┌──
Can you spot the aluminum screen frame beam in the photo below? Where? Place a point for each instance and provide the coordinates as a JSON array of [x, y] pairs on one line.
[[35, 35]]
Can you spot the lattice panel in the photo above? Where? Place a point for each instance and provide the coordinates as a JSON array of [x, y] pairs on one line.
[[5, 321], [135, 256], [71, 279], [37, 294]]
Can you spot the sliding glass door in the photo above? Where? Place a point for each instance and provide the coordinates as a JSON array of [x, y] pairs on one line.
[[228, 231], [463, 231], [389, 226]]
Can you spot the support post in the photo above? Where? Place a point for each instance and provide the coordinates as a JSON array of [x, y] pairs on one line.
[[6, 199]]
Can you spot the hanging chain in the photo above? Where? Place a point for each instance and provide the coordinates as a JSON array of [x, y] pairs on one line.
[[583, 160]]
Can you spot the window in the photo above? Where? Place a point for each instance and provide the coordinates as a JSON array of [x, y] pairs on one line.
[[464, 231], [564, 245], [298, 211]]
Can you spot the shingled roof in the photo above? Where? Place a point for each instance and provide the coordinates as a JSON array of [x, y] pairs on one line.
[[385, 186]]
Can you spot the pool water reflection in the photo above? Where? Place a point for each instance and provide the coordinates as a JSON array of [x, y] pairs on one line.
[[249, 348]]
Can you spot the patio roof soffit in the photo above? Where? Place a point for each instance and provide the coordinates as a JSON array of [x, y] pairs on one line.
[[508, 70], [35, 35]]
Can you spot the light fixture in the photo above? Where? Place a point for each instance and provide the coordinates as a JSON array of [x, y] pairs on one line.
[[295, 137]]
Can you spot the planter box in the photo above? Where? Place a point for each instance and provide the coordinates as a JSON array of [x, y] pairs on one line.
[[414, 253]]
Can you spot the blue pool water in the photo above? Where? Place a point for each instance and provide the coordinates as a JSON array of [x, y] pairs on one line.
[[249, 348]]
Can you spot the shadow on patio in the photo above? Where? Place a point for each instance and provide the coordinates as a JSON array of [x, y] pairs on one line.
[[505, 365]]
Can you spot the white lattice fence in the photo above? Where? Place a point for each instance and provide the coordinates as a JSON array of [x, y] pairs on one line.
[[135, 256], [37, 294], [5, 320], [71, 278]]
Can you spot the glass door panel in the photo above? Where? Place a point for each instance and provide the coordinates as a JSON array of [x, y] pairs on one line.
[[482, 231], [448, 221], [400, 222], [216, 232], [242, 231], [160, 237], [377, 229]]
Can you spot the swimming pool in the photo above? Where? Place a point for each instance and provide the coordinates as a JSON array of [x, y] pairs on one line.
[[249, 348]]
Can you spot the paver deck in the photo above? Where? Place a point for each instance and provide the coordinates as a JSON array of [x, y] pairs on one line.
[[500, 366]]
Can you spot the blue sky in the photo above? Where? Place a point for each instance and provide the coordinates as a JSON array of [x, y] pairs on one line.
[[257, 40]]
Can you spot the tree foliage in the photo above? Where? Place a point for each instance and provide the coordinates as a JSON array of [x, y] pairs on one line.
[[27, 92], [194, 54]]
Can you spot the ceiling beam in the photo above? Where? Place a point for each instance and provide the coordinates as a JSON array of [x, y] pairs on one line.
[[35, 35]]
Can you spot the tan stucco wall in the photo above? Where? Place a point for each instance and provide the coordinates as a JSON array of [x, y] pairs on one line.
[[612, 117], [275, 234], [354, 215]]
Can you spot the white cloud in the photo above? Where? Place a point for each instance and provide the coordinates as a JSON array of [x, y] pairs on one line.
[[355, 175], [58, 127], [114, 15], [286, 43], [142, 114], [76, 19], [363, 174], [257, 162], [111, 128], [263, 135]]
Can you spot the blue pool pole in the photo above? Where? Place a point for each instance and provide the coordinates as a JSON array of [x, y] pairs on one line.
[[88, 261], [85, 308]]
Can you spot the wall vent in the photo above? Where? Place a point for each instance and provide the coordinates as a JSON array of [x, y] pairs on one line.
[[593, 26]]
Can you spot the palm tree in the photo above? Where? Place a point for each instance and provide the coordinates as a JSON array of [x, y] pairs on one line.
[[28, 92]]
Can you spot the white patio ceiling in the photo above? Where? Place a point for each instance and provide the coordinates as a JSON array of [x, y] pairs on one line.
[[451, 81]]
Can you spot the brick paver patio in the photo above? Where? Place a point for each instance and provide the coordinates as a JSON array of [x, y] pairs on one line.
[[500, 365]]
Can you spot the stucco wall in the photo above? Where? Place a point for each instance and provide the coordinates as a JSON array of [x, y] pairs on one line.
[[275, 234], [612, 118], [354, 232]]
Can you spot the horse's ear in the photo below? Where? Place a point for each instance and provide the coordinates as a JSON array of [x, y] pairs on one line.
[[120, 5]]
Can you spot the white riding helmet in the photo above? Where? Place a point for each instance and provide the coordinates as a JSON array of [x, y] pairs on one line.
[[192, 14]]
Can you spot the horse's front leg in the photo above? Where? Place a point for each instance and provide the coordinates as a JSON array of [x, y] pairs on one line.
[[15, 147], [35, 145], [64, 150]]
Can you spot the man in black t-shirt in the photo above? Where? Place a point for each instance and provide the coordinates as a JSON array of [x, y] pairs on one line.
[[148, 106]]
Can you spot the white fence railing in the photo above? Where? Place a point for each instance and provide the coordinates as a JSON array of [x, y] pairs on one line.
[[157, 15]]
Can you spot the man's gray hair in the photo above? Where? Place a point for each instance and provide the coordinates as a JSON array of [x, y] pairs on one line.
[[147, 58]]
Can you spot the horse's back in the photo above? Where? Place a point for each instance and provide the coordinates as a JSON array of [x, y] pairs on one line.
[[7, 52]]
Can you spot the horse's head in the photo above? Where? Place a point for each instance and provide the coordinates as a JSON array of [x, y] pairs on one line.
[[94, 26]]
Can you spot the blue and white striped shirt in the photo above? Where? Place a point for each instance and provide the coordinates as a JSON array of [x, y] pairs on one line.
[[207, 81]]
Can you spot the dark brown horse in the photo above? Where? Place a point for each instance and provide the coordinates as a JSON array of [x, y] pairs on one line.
└──
What is being asked:
Transcribe every entry verbatim.

Task solution:
Can you spot the aluminum screen frame beam in the photo below? Where? Place a point for each instance and provide the coordinates as a JSON array of [x, y] pairs on one line.
[[35, 35]]
Can you spot the lattice panel in the photo above? Where? Place a point for each instance and provide the coordinates as a JSON array of [x, y] pairs on one line.
[[5, 321], [135, 256], [71, 279], [37, 294]]
Can you spot the sliding glass door in the photo above? Where? Place a point for each instance and provide the coordinates as a JSON array of [x, y] pairs on one line.
[[228, 231], [463, 231], [389, 226]]
Can you spot the support post in the photo above? Where? Place a point for each instance and provide the coordinates as a JSON array of [x, y] pairs on one line.
[[6, 199]]
Can you spot the hanging chain in the photo above? Where? Place a point for each instance and provide the coordinates as a JSON array of [x, y] pairs on one line.
[[583, 160]]
Can you spot the window in the photo above? Where? Place a point for each instance and provide the coordinates as a JSON array of [x, y] pairs on one line.
[[464, 231], [564, 245], [298, 211]]
Can you spot the shingled roof in the photo above? Where? Place a point for each instance and provide the coordinates as a JSON array of [x, y] pairs on one line.
[[385, 186]]
Can you spot the pool water reflection in the photo above? Where? Place a point for each instance and provide the coordinates as a JSON array of [x, y] pairs on one line.
[[249, 348]]
Can you spot the patio roof soffit in the photo above? Where? Place a point for each instance and provide the coordinates as a JSON array of [x, y] pairs on one line.
[[508, 70], [35, 35]]
Can you spot the light fixture in the photo above? Where? Place a point for each instance and provide the coordinates as a JSON array of [x, y] pairs on one line.
[[295, 137]]
Can you spot the planter box in the photo above? Where? Place a point for each instance and provide the coordinates as a JSON array of [x, y] pairs on one line.
[[414, 253]]
Can you spot the blue pool water in the photo above? Where? Place a point for each instance and provide the coordinates as a JSON array of [x, y] pairs on one line.
[[249, 348]]
Can you spot the shadow on patio in the photo above? Where? Place a point for each instance and provide the coordinates as a JSON array of [x, y] pairs on one line.
[[505, 365]]
Can you spot the white lattice fence in the photo above? Where? Place a point for each instance and provide the coordinates as a JSON array of [x, y] pairs on one line.
[[135, 256], [37, 294], [5, 320], [71, 278]]
Can you spot the glass door panel in the photo above? Where? Place a point for each instance and provide the coordinates as a JSON array of [x, y] pairs on one line.
[[482, 231], [448, 221], [400, 222], [216, 232], [242, 231], [160, 237], [377, 229]]
Can you spot the swimming pool in the photo above? Where? Place a point for each instance and provide the coordinates as a JSON array of [x, y] pairs on one line.
[[249, 348]]
Can you spot the paver deck in the photo above? Where? Place a point for each instance and provide the coordinates as a JSON array of [x, y] pairs on one line.
[[500, 366]]
Can you spot the blue sky in the photo above? Where? Place a point for each instance and provide the coordinates as a JSON array of [x, y] pairs on one line.
[[257, 40]]
Can you spot the tree foliage in the photo above? Where? Place a point for each instance and provide the coordinates as a JSON array of [x, y] pairs on one line.
[[27, 92], [194, 54]]
Can you spot the ceiling beam in the photo above? Where? Place a point for each instance and provide the coordinates as a JSON array of [x, y] pairs on one line.
[[35, 35]]
Can you spot the tan stucco wall in the photo above? Where? Place a point for each instance and provide the coordinates as a JSON array of [x, y] pairs on one line.
[[612, 117], [275, 234], [354, 215]]
Can you spot the white cloud in the photo above? Where? Place a point for each instance and provide the coordinates as a JSON array of [x, y] pairs on one line.
[[355, 175], [58, 127], [114, 15], [286, 43], [142, 114], [76, 19], [363, 174], [257, 162], [111, 128], [263, 135]]
Can you spot the blue pool pole in the photo above? Where? Place a point for each instance and provide the coordinates as a JSON array of [x, y] pairs on one line.
[[88, 261], [85, 308]]
Can you spot the wall vent in the photo above? Where? Place a point for each instance and provide the coordinates as a JSON array of [x, y] pairs on one line.
[[593, 26]]
Can you spot the palm tree in the photo above? Where? Place a point for each instance and provide the coordinates as a JSON array of [x, y] pairs on one line.
[[28, 92]]
Can you spot the white patio ceiling in the photo above? Where? Place a point for each instance and provide the coordinates as a JSON array of [x, y] pairs on one line.
[[451, 81]]
Can you spot the brick paver patio in the photo above? Where? Place a point for each instance and provide the coordinates as a JSON array of [x, y] pairs on one line.
[[500, 365]]
Can you spot the stucco wall in the photo above? Where? Place a point for each instance and provide the coordinates as a JSON array of [x, y] pairs on one line.
[[275, 234], [612, 118], [354, 232]]
Can you spot the horse's ear in the photo below? Where? Place a point for each instance and provide the coordinates as a JSON array of [x, y] pairs on one line.
[[120, 5]]
Can you spot the white riding helmet in the photo above? Where? Place a point for each instance and provide the coordinates as a JSON array of [x, y] pairs on one line.
[[192, 14]]
Can you spot the horse's front leg in the photo above? Where? Place a point for each instance and provide the coordinates as a JSON array of [x, y] pairs on one line.
[[15, 147], [35, 145], [64, 150]]
Can you spot the man in black t-shirt in the photo above? Where? Place a point for each instance and provide the coordinates as a JSON array of [x, y] pairs on one line.
[[148, 106]]
Can you spot the white fence railing in the photo above? Where? Place a point for each instance and provide the coordinates as a JSON array of [x, y] pairs on one line.
[[157, 15]]
Can you spot the man's gray hair in the photo above? Where? Place a point for each instance and provide the coordinates as a JSON array of [x, y] pairs on one line.
[[147, 58]]
Can you spot the horse's back in the photo above? Where? Place a point for each instance and provide the coordinates as a JSON array of [x, y] pairs on one line.
[[7, 52]]
Can you spot the horse's head in the photo above? Where? Place a point for each instance and provide the coordinates as a JSON array of [x, y] pairs on one line.
[[94, 26]]
Can you spot the blue and white striped shirt in the photo above? Where? Place a point for each instance and provide the coordinates as a JSON array of [x, y] pairs on one line.
[[207, 81]]
Can you spot the dark brown horse in the photo above? Where? Place a point for each instance and provide the coordinates as a JSON array of [x, y] pairs on one line.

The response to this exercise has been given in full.